» **THE INPUT**

= = = = =

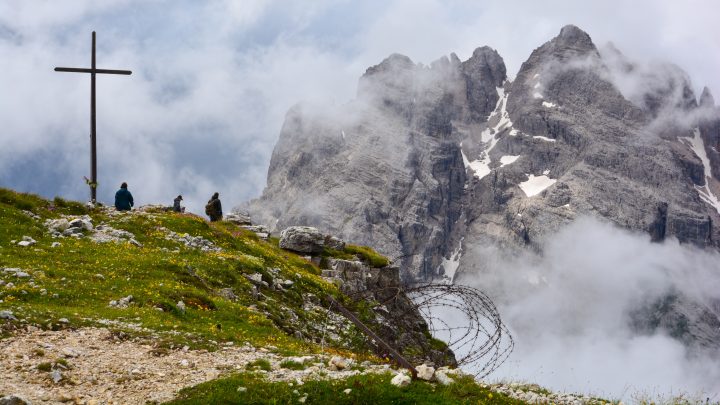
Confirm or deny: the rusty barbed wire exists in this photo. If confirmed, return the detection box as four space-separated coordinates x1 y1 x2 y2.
403 284 514 378
346 283 514 378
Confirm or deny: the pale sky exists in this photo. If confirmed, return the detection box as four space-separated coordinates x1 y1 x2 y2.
0 0 720 211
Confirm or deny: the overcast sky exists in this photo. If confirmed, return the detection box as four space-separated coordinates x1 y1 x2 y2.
0 0 720 210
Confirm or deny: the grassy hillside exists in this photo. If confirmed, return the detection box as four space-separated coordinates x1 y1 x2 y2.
0 189 536 403
0 190 352 352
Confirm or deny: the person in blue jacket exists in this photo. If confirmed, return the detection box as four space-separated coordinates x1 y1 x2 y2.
115 183 135 211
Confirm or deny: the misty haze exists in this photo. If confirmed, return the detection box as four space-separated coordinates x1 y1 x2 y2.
0 0 720 404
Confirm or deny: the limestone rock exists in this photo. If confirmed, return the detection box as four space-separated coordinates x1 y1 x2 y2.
223 211 252 225
415 364 435 381
244 25 720 345
280 226 325 253
0 395 32 405
390 373 412 387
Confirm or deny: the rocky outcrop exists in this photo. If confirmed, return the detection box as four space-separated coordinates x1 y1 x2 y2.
280 226 325 253
323 259 457 367
247 25 720 348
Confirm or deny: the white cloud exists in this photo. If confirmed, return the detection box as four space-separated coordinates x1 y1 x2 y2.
456 218 720 401
0 0 720 215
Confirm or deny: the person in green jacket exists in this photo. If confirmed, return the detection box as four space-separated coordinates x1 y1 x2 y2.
115 183 135 211
205 193 222 222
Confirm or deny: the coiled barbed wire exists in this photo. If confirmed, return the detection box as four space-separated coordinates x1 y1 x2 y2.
348 283 514 378
404 284 514 378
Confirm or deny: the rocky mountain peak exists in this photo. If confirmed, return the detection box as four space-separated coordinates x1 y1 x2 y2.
549 25 597 56
698 86 715 108
463 46 507 87
363 53 415 77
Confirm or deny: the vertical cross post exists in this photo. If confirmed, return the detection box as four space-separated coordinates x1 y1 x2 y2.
55 31 132 203
90 31 97 203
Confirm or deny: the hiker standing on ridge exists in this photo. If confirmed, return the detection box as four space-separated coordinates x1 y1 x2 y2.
115 182 135 211
173 195 184 212
205 193 222 222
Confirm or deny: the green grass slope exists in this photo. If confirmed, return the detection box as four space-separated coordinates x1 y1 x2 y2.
0 189 536 404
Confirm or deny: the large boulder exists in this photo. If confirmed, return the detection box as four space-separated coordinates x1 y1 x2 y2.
280 226 325 253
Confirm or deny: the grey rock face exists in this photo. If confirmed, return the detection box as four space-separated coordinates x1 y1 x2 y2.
280 226 325 253
247 48 505 280
247 26 720 348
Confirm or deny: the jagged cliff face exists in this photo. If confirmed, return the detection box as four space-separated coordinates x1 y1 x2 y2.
247 26 720 348
249 48 506 280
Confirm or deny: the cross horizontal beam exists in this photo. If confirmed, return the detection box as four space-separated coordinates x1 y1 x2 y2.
55 68 132 75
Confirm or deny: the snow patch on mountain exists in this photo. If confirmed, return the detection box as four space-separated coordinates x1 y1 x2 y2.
463 87 520 179
680 128 720 214
518 170 557 197
500 155 520 167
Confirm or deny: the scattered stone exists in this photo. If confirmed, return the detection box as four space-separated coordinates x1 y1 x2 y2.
161 228 222 252
62 347 80 358
390 373 411 388
280 226 325 253
108 295 133 308
329 356 352 370
435 367 455 385
17 236 36 247
218 288 238 301
325 235 345 250
223 211 252 225
0 395 32 405
245 273 270 287
415 364 435 381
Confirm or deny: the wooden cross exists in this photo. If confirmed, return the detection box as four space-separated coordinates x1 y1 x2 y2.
55 31 132 203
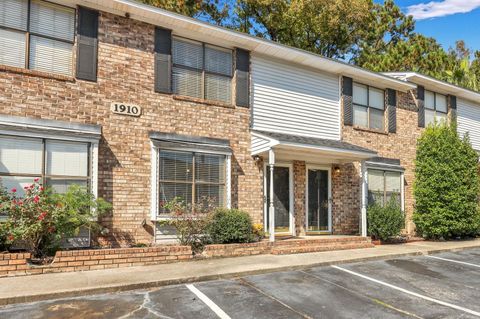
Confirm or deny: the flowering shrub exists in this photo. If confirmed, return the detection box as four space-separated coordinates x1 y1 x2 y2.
0 178 110 258
160 197 214 252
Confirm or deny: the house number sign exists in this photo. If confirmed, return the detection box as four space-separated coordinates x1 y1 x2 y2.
110 102 142 116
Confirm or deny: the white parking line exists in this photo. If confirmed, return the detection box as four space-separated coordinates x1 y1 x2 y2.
425 255 480 268
332 266 480 317
185 284 231 319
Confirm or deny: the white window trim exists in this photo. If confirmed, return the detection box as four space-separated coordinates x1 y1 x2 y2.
150 141 232 222
364 164 405 212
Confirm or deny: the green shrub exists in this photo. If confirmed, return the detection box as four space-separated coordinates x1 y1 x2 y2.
0 178 110 258
413 124 480 239
367 197 405 240
159 197 213 253
207 209 255 244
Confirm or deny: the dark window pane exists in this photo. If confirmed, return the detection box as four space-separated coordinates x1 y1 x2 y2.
195 154 225 183
195 184 224 207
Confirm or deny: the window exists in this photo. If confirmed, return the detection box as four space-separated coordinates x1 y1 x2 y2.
0 0 75 75
368 169 403 206
159 150 226 212
172 38 233 103
425 91 448 125
353 83 385 131
0 136 90 196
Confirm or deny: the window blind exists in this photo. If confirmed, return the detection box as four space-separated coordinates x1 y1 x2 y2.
0 0 28 31
205 73 232 103
205 46 232 76
30 36 73 75
368 87 385 110
160 150 193 182
195 154 225 183
160 182 192 206
46 140 88 177
172 67 203 98
195 184 224 207
368 170 384 193
425 91 435 110
47 178 88 194
435 93 447 113
0 137 43 175
353 83 368 105
30 0 75 41
173 39 203 70
0 29 27 68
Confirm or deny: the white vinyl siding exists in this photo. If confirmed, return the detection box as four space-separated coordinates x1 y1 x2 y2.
0 29 27 68
457 99 480 152
251 55 340 140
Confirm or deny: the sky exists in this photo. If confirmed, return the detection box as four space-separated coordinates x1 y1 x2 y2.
384 0 480 51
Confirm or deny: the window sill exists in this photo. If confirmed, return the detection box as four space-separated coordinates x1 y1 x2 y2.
353 125 389 135
173 95 235 109
0 65 75 82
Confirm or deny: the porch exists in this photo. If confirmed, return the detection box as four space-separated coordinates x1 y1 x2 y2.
252 131 377 241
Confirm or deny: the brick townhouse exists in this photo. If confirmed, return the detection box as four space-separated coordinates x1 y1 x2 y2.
0 0 480 246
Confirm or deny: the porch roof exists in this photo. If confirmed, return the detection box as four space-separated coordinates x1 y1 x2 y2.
252 130 377 163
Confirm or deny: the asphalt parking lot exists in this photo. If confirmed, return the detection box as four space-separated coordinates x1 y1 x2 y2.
0 249 480 319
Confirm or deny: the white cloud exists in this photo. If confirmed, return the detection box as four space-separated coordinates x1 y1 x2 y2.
407 0 480 20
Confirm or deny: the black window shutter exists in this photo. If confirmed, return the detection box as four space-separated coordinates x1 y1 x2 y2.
449 95 457 123
417 85 425 127
155 27 172 93
449 95 457 110
235 48 250 107
342 76 353 126
387 89 397 133
77 7 98 82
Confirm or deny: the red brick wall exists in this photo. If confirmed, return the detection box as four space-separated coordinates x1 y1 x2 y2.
340 92 423 234
0 246 193 277
0 13 263 246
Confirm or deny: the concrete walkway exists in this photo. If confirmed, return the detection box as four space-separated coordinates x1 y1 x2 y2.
0 239 480 305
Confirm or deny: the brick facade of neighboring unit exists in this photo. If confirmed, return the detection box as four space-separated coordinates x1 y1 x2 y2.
0 12 263 246
340 91 423 234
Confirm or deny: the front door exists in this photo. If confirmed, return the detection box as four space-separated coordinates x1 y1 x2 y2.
265 166 291 233
307 168 331 232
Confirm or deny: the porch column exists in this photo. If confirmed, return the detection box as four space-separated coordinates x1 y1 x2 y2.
360 161 368 237
268 149 275 242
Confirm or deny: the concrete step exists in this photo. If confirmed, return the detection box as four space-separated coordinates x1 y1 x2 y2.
271 240 375 255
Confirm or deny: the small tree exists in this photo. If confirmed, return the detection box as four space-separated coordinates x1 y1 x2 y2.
413 124 480 239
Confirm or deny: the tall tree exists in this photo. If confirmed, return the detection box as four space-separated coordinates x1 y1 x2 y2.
235 0 373 58
139 0 230 25
355 34 454 79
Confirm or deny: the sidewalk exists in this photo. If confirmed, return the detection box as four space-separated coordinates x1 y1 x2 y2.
0 239 480 305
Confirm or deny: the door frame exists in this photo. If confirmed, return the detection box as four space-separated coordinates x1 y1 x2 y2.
263 162 295 236
305 164 332 234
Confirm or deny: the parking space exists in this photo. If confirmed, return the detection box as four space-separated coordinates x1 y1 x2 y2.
0 249 480 319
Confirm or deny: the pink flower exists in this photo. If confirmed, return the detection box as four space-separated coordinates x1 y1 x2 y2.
38 212 47 220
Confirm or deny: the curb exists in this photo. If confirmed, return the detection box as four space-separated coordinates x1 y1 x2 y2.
0 245 480 306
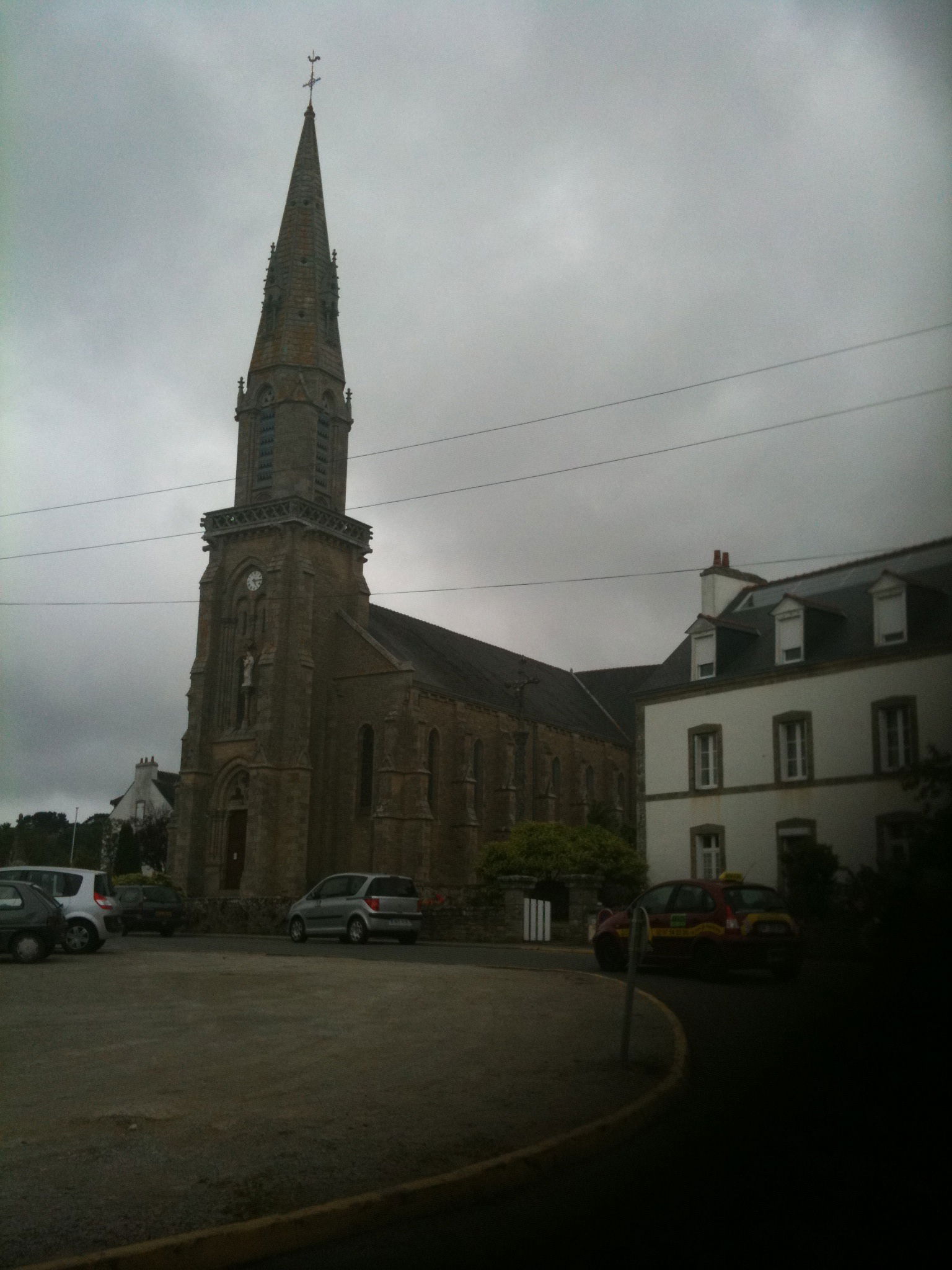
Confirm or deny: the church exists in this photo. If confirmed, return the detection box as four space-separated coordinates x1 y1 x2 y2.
170 104 654 897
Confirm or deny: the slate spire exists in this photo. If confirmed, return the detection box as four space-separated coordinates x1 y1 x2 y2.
249 104 344 386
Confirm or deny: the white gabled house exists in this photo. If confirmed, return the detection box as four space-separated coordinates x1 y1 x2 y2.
109 758 179 829
637 538 952 882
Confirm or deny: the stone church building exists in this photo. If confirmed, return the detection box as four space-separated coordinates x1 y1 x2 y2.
170 105 653 897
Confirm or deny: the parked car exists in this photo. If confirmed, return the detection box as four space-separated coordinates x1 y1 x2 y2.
0 865 122 952
115 882 185 937
0 879 66 965
594 873 803 979
284 874 423 944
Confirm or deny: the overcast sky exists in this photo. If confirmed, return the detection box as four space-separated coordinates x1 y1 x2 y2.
0 0 952 820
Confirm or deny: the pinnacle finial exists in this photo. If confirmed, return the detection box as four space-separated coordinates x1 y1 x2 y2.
302 50 321 110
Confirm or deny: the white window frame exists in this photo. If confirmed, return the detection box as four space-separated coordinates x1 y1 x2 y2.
876 705 913 772
873 583 909 647
690 631 717 680
773 608 803 665
693 732 720 790
877 817 915 868
694 833 721 881
777 719 810 783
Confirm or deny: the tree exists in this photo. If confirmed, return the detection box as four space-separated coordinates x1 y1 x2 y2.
134 812 170 873
477 820 647 892
781 838 839 918
113 820 142 874
7 812 73 865
902 745 952 871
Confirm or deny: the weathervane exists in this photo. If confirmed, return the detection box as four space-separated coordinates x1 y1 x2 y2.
302 50 321 105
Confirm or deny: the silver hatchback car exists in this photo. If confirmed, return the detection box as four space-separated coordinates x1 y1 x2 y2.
284 874 423 944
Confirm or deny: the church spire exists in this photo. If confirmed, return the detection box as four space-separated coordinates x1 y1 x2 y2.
249 98 344 390
235 79 353 513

= = = = =

» **WHAT YOU WILL DO**
Copy everything in the listing from the line containing "Confirm or deny: the red" down to the line containing "355 34 454 79", both included. Leave every line unchanged except the bounding-box coordinates, each of which should be offset by 91.

» **EXERCISE ANSWER**
Confirm or deny: the red brick wall exists in this photo. If confirmed, return the detection box as four space-separated coordinates x1 y1 x2 y2.
431 183 514 325
91 337 284 368
91 104 354 337
Confirm or deny: the concrete walkway exists in this photo. If confirmed, return the detection box as four space-separated coordinates x1 y1 x2 y2.
91 330 571 396
Confirm or deny: the brick facade of neighboring unit exists in this photo. If confirmed, return the detection box as four space-separated coordinates x1 y1 x2 y2.
91 103 354 337
431 182 514 325
Confirm or deny: the front door exists in this photo. If confirmed, return the detection box as four space-separated coordinates x1 y1 x2 y2.
356 257 382 324
398 259 422 323
Confirm or deny: the porch column exists in this photo. If confirmed, return the detection box as four space-separated coordinates x1 y1 x2 y2.
451 252 459 328
359 240 366 333
Confirm or deny: the concrete step exists in this photo. If confirmed, return the detection box as four space-separated coordinates x1 y1 x2 y2.
362 331 466 346
Confirm or deny: the small tree exists in this photo. If confirmed, return the detection box as four space-separated coordinates x1 y1 x2 y2.
504 215 571 330
Confirm or deny: the tall tree exists in this photo. If confirmed, return the detection box as four space-separated coordinates x1 y1 x2 y2.
326 91 464 149
230 91 321 116
446 125 545 170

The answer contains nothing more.